ACTIVITY 1:
In the known limitations text, what example of a phantom response is given?
ACTIVITY 2:
From the known limitations text, set down the passage that opens with the words "Phantom responses: Engine" and stops after "high token/cost usage.".

--- QUOTED PASSAGE Enclosed Below ---

Known Limitations and Gotchas

Unexpected engine behaviour

During integration testing, Claude Code must watch for and note any unexpected engine behaviour, especially:

Phantom responses: Engine produces substantive output from empty/garbage input (e.g. empty voice transcription triggers an unrelated long response). This may indicate session state leaking, hallucinated context, or the engine inventing a task.
Wrong engine running: Directive routing sends to the wrong engine, or engine override doesn’t take effect.
Session cross-contamination: Response references files/context from a different engine’s test project.
Disproportionate cost: Simple test prompt generates unexpectedly high token/cost usage.

--- End of Enclosed QUOTED PASSAGE ---
--- SUPPLIED RECORDS Enclosed Below ---

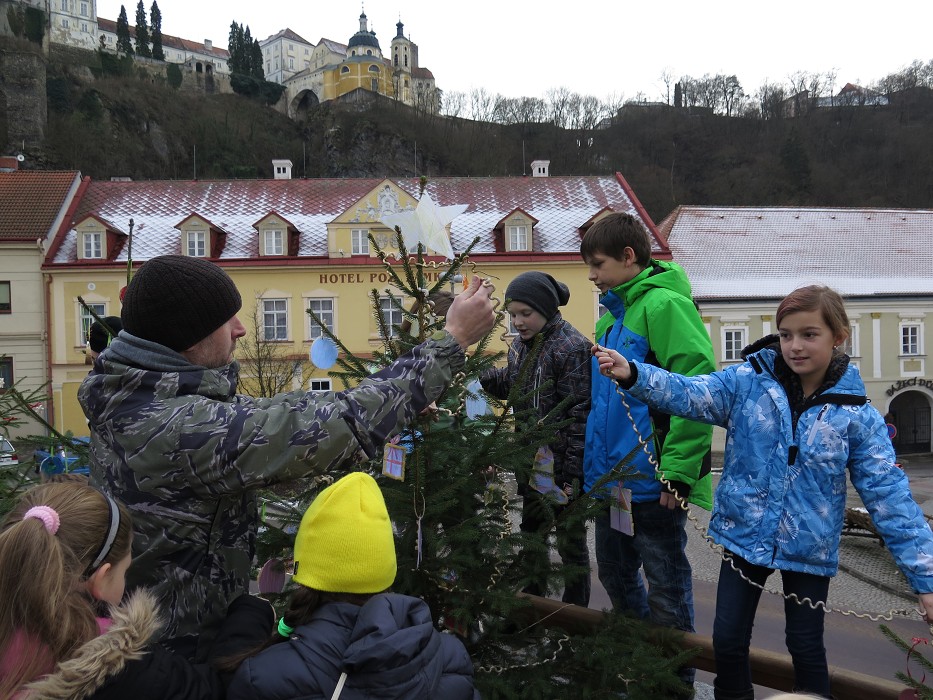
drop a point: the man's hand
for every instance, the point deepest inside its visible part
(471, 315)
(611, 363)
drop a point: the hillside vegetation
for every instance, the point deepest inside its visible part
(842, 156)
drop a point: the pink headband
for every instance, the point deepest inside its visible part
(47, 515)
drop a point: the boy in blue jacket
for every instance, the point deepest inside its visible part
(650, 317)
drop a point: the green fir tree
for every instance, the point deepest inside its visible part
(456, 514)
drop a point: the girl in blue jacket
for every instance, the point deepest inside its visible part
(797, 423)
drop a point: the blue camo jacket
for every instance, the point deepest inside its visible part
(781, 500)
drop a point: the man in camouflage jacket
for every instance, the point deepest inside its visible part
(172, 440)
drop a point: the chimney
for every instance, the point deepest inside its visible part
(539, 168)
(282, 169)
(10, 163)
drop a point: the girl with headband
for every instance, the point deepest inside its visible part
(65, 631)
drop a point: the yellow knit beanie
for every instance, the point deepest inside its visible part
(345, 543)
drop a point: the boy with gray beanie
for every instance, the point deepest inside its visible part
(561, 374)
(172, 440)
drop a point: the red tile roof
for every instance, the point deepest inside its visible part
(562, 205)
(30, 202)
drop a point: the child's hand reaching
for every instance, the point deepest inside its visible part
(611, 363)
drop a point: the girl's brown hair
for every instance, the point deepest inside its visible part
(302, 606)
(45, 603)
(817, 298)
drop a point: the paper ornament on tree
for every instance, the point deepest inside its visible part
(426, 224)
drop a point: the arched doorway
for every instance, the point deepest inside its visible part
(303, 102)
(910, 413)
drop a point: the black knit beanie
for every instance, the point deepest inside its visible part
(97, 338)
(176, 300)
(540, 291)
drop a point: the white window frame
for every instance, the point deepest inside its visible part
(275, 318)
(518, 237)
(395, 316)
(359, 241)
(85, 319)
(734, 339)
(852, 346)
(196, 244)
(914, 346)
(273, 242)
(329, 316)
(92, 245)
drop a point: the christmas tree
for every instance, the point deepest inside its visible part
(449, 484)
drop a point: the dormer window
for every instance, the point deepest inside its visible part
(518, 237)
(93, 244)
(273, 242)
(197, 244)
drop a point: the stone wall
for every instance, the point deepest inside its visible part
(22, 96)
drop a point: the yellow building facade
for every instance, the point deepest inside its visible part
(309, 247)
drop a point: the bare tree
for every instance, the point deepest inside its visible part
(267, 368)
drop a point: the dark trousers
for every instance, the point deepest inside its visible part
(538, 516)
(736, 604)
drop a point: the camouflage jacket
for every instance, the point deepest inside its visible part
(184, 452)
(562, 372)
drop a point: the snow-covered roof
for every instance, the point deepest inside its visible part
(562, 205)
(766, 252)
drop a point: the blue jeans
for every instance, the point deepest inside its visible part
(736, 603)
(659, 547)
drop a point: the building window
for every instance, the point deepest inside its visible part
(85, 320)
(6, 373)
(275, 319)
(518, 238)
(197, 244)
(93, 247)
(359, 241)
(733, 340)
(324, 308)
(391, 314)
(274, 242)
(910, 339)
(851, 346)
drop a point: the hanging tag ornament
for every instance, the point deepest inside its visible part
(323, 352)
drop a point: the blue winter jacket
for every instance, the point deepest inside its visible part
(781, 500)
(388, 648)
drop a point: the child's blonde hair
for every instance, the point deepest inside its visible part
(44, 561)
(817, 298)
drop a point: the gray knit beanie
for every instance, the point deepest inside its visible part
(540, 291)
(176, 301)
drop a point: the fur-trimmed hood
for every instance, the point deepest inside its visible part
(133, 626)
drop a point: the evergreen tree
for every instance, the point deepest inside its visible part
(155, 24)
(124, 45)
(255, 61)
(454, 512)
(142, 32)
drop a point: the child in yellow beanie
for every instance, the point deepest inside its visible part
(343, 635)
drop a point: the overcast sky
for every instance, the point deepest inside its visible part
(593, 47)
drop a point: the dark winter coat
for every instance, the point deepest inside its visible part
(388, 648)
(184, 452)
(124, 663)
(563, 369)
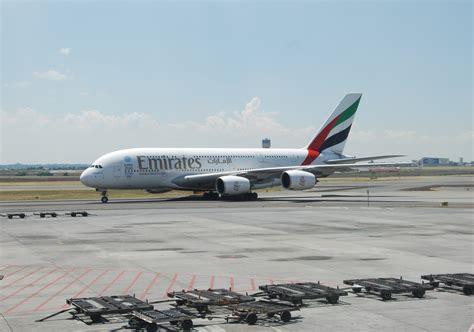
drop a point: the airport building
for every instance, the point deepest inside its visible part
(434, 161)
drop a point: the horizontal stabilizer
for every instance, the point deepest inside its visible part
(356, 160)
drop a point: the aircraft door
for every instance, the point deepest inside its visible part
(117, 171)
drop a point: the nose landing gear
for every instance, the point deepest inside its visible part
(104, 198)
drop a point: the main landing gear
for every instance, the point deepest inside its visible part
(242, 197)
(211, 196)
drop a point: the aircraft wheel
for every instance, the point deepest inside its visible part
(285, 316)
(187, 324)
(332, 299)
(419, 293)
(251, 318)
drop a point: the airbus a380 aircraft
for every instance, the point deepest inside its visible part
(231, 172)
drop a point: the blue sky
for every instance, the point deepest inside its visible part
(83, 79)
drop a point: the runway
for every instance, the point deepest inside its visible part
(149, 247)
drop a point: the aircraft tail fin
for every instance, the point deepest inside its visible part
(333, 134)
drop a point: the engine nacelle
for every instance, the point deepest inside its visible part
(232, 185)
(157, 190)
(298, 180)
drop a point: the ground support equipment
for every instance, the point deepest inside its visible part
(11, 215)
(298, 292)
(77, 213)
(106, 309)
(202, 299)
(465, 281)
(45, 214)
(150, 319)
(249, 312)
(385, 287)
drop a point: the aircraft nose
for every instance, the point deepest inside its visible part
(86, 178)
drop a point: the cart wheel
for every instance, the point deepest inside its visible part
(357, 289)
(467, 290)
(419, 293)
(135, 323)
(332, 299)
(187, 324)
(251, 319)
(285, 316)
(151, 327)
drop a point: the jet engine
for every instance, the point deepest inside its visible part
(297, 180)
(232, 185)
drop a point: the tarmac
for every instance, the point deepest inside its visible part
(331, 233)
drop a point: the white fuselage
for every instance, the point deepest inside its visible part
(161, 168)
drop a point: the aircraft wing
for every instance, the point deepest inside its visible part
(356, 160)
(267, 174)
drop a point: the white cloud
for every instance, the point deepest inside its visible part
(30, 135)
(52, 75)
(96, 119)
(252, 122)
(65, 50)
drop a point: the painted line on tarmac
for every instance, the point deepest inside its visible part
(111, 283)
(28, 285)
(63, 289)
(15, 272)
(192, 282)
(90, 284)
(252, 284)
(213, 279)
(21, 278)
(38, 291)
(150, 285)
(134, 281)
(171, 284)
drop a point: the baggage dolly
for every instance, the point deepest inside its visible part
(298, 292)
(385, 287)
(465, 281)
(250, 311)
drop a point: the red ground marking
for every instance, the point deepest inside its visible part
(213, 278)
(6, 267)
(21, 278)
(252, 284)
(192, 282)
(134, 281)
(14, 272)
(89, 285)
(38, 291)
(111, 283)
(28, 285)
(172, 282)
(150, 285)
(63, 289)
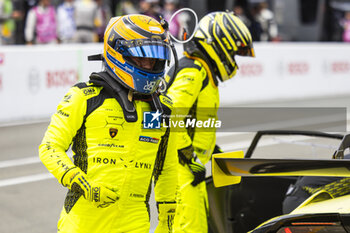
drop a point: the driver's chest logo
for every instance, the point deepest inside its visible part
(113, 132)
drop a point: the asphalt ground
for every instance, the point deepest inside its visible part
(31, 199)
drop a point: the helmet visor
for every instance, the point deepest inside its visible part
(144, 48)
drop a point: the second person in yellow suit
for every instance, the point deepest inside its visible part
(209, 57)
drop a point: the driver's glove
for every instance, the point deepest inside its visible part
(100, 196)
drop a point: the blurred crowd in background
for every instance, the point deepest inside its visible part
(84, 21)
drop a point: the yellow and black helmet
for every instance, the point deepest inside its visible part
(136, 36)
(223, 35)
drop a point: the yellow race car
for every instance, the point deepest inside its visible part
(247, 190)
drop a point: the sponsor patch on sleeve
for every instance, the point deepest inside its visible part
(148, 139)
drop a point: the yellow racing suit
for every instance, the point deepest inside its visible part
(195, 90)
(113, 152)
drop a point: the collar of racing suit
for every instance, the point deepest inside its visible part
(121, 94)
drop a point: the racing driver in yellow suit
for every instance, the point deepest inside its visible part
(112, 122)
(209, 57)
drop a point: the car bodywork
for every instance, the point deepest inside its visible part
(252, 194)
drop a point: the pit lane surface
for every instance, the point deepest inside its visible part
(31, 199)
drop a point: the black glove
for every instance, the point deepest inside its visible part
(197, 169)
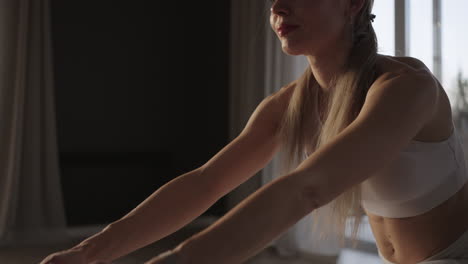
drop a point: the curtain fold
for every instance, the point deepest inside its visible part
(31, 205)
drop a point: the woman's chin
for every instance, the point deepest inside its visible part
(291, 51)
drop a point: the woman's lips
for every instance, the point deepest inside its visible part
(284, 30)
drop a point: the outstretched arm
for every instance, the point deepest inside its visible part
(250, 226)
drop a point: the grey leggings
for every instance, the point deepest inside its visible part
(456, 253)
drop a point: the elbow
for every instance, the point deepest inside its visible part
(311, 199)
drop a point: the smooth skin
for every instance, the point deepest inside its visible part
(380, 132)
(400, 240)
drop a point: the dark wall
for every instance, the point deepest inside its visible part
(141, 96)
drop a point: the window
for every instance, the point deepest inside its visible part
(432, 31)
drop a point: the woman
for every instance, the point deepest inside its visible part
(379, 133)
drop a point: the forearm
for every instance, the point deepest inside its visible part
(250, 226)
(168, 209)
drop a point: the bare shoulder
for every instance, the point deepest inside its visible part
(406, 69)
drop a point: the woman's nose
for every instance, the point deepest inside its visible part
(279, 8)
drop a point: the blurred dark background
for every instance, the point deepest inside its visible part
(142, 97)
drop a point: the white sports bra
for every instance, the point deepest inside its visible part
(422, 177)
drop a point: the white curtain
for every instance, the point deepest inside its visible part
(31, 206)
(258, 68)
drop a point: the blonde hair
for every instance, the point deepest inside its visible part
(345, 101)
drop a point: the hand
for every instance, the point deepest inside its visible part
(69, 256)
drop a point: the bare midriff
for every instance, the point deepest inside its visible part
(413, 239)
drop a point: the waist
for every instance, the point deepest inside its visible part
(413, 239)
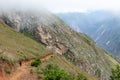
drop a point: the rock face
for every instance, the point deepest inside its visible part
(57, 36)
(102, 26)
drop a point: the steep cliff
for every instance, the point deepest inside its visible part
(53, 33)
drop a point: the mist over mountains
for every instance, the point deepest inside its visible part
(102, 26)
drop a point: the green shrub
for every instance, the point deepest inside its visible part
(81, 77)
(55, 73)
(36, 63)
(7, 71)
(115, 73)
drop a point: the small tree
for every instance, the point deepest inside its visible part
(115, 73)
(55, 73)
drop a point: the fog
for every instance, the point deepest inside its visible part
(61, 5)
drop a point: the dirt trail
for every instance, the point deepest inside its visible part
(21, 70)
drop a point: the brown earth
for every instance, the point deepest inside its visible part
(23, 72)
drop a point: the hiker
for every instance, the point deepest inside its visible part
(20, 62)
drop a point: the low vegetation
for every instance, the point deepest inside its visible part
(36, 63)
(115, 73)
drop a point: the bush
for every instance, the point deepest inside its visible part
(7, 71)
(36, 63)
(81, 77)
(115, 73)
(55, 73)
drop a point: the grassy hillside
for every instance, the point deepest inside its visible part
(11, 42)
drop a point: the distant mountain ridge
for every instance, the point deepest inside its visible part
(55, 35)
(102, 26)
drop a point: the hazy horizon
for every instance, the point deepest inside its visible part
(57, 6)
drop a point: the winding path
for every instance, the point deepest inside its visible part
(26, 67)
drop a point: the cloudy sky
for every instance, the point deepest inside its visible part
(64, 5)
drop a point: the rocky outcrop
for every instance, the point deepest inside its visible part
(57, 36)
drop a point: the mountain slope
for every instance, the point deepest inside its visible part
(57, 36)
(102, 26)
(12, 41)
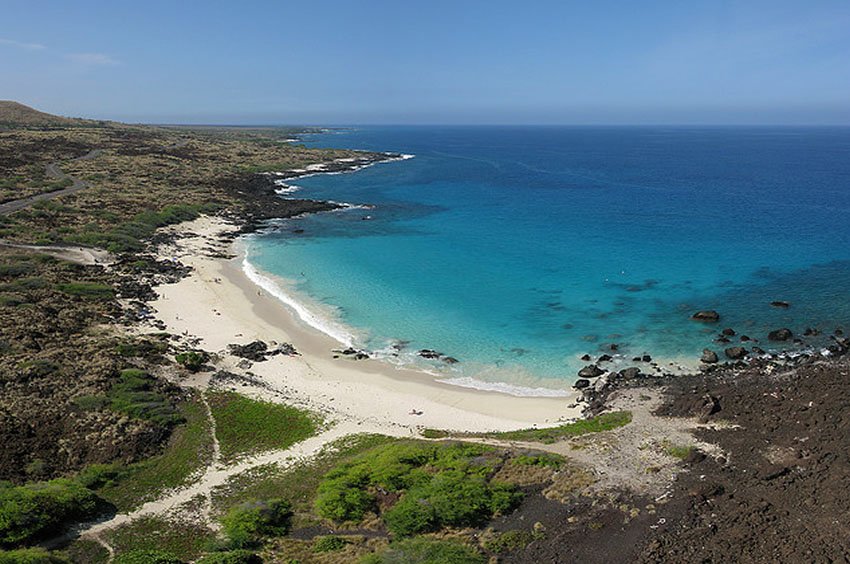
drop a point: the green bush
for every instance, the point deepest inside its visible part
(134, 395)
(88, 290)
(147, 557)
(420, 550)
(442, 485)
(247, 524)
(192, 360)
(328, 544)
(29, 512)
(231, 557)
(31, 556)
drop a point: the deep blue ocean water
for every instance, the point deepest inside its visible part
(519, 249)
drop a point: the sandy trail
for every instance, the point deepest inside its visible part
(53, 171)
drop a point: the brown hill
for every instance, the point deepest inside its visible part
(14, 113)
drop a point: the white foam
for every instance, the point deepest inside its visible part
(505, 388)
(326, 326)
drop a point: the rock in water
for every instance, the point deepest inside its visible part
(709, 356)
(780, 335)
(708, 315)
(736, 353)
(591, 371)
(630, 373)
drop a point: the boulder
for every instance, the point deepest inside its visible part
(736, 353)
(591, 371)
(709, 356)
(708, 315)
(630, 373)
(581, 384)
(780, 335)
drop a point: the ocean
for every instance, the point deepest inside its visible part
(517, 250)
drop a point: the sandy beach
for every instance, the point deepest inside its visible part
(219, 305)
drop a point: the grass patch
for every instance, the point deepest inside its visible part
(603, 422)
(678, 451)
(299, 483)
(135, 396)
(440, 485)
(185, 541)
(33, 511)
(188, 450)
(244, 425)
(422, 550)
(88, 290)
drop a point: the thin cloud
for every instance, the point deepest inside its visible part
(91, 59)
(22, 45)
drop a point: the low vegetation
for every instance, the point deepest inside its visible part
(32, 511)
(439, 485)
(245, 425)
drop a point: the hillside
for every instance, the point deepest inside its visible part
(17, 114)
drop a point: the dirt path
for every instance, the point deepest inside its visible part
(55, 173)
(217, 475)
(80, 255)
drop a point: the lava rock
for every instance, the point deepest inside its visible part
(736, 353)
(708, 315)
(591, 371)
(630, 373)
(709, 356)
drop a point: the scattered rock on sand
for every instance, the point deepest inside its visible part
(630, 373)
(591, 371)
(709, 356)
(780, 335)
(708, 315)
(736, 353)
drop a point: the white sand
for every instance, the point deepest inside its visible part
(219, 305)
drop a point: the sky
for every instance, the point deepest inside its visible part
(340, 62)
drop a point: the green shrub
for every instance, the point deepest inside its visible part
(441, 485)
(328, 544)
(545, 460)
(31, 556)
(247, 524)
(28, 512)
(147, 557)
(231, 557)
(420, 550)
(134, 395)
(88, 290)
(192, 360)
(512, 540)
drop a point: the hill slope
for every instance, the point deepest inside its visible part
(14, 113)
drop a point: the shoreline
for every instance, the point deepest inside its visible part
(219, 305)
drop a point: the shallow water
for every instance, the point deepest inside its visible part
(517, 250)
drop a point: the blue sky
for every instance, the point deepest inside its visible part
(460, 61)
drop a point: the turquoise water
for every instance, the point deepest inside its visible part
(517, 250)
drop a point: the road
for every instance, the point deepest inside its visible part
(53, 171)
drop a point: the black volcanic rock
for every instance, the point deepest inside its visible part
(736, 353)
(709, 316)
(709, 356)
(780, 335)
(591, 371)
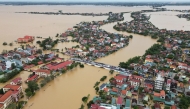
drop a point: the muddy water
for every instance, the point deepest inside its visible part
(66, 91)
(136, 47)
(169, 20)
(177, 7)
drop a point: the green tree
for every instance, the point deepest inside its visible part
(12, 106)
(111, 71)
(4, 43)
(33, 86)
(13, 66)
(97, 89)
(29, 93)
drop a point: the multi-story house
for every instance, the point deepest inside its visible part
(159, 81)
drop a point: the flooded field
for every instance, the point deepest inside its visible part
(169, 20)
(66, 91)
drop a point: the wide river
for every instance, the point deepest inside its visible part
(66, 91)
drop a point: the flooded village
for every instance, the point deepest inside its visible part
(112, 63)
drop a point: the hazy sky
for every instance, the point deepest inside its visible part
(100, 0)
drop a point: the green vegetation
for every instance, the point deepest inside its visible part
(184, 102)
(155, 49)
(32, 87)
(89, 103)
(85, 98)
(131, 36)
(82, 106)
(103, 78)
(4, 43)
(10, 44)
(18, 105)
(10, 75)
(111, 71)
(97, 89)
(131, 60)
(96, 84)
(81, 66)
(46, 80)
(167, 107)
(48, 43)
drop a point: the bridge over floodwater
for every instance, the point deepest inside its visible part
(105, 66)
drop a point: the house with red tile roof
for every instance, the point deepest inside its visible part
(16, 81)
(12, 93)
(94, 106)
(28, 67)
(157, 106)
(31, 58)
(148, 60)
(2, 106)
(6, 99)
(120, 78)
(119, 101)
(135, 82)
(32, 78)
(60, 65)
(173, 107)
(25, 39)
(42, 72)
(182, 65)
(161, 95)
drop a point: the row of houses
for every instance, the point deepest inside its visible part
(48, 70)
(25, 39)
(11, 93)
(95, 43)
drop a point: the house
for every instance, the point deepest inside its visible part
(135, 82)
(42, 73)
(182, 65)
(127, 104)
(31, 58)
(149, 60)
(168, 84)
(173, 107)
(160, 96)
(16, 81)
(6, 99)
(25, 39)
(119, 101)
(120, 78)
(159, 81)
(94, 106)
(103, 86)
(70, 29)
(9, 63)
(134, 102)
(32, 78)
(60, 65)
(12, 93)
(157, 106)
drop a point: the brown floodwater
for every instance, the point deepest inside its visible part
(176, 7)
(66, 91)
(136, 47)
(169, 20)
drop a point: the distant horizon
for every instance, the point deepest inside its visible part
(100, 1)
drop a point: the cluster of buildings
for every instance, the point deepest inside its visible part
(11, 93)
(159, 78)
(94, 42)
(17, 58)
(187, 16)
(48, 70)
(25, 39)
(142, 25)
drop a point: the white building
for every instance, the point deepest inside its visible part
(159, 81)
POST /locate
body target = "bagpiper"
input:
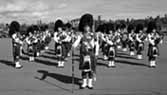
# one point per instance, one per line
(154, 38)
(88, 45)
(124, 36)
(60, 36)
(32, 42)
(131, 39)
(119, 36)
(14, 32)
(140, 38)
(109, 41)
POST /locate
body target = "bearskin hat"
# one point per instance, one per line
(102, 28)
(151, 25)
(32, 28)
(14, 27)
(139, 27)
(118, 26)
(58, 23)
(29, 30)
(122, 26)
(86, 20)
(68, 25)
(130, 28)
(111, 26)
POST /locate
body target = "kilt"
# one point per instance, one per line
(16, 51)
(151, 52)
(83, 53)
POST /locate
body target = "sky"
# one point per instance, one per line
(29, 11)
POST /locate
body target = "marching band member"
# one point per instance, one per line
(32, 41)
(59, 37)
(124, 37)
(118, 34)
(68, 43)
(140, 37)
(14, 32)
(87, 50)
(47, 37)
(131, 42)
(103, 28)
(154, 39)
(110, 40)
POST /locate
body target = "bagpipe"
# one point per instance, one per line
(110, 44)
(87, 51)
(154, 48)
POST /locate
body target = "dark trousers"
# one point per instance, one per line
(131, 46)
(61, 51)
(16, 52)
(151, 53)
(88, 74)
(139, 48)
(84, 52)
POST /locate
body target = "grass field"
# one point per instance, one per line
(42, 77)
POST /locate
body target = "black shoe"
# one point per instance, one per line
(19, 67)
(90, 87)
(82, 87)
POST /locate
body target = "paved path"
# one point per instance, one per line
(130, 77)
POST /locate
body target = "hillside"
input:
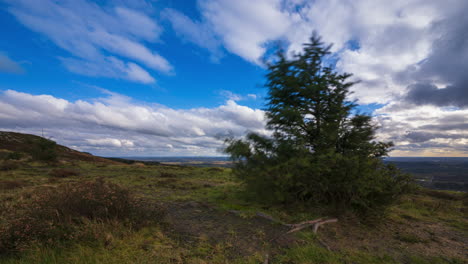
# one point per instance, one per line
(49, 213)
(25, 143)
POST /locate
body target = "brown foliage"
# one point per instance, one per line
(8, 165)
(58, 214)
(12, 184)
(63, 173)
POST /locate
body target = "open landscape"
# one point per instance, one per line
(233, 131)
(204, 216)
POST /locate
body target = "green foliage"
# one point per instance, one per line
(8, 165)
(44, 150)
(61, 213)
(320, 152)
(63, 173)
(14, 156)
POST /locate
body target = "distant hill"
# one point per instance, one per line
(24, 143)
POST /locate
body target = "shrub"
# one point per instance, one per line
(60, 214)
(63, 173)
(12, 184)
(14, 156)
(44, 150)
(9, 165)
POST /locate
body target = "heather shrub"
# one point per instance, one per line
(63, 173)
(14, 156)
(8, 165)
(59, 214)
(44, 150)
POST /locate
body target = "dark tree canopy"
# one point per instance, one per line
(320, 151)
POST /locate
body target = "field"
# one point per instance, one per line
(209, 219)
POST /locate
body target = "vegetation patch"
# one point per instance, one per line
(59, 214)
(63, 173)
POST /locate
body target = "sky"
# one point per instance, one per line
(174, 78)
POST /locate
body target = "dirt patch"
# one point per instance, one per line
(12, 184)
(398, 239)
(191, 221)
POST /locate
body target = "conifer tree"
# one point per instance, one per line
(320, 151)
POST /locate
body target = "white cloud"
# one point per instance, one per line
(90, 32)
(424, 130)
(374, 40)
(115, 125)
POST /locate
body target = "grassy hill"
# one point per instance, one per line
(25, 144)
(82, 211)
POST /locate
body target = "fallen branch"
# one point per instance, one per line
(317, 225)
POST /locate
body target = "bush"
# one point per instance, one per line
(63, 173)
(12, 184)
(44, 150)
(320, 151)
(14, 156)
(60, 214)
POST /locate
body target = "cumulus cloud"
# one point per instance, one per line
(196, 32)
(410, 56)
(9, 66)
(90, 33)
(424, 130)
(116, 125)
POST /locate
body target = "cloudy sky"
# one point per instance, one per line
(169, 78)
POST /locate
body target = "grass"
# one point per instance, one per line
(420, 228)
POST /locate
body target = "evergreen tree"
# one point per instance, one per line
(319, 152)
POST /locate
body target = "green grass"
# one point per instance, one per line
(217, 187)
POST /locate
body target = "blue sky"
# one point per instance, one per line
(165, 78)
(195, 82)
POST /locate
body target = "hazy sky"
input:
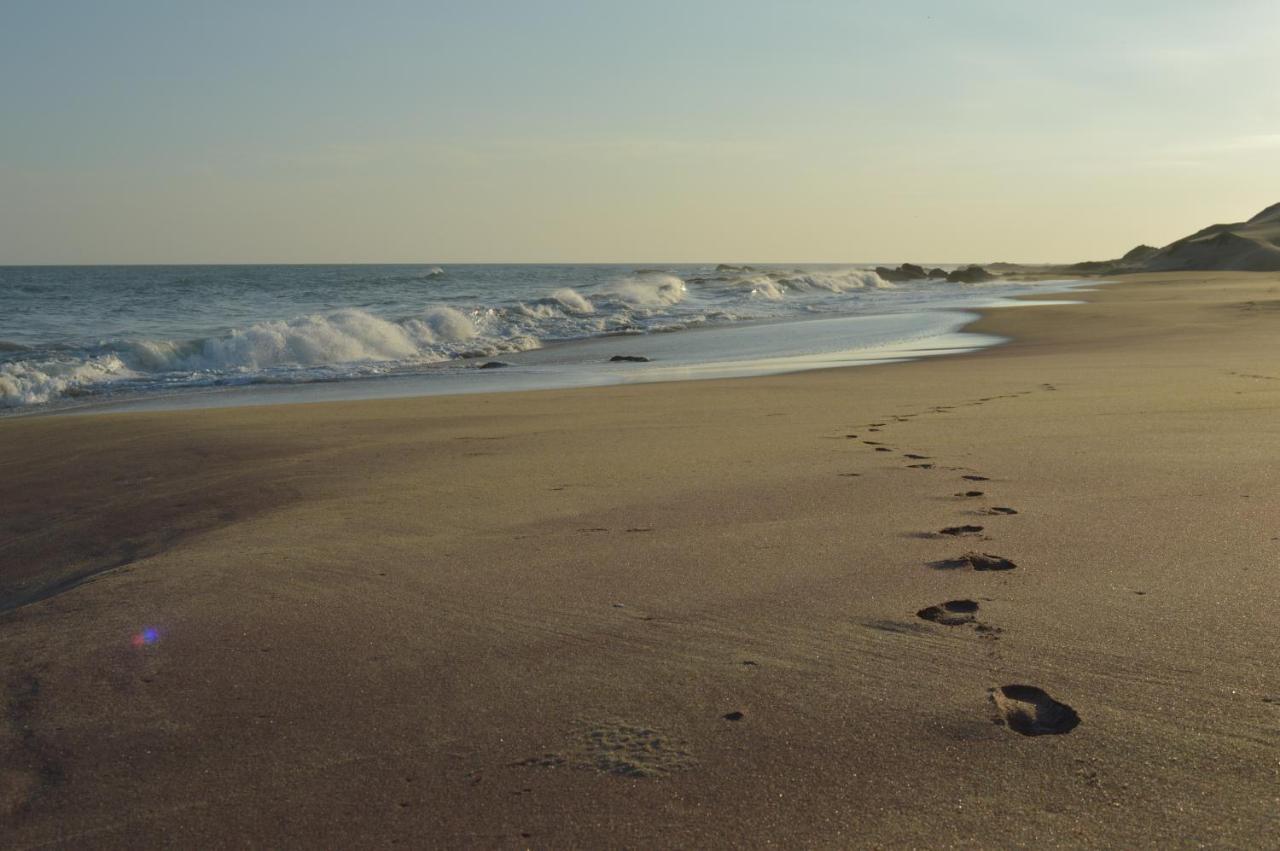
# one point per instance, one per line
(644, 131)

--- End of Enclosed SUPPLIED RECORDS ---

EXPECTED ANSWER 1:
An empty voice transcription triggers an unrelated long response.

EXPECTED ANSWER 2:
Phantom responses: Engine produces substantive output from empty/garbage input (e.g. empty voice transcription triggers an unrelated long response). This may indicate session state leaking, hallucinated context, or the engine inventing a task.
Wrong engine running: Directive routing sends to the wrong engine, or engine override doesn’t take effect.
Session cross-contamination: Response references files/context from a different engine’s test project.
Disproportionate cost: Simple test prompt generates unexpectedly high token/cost usage.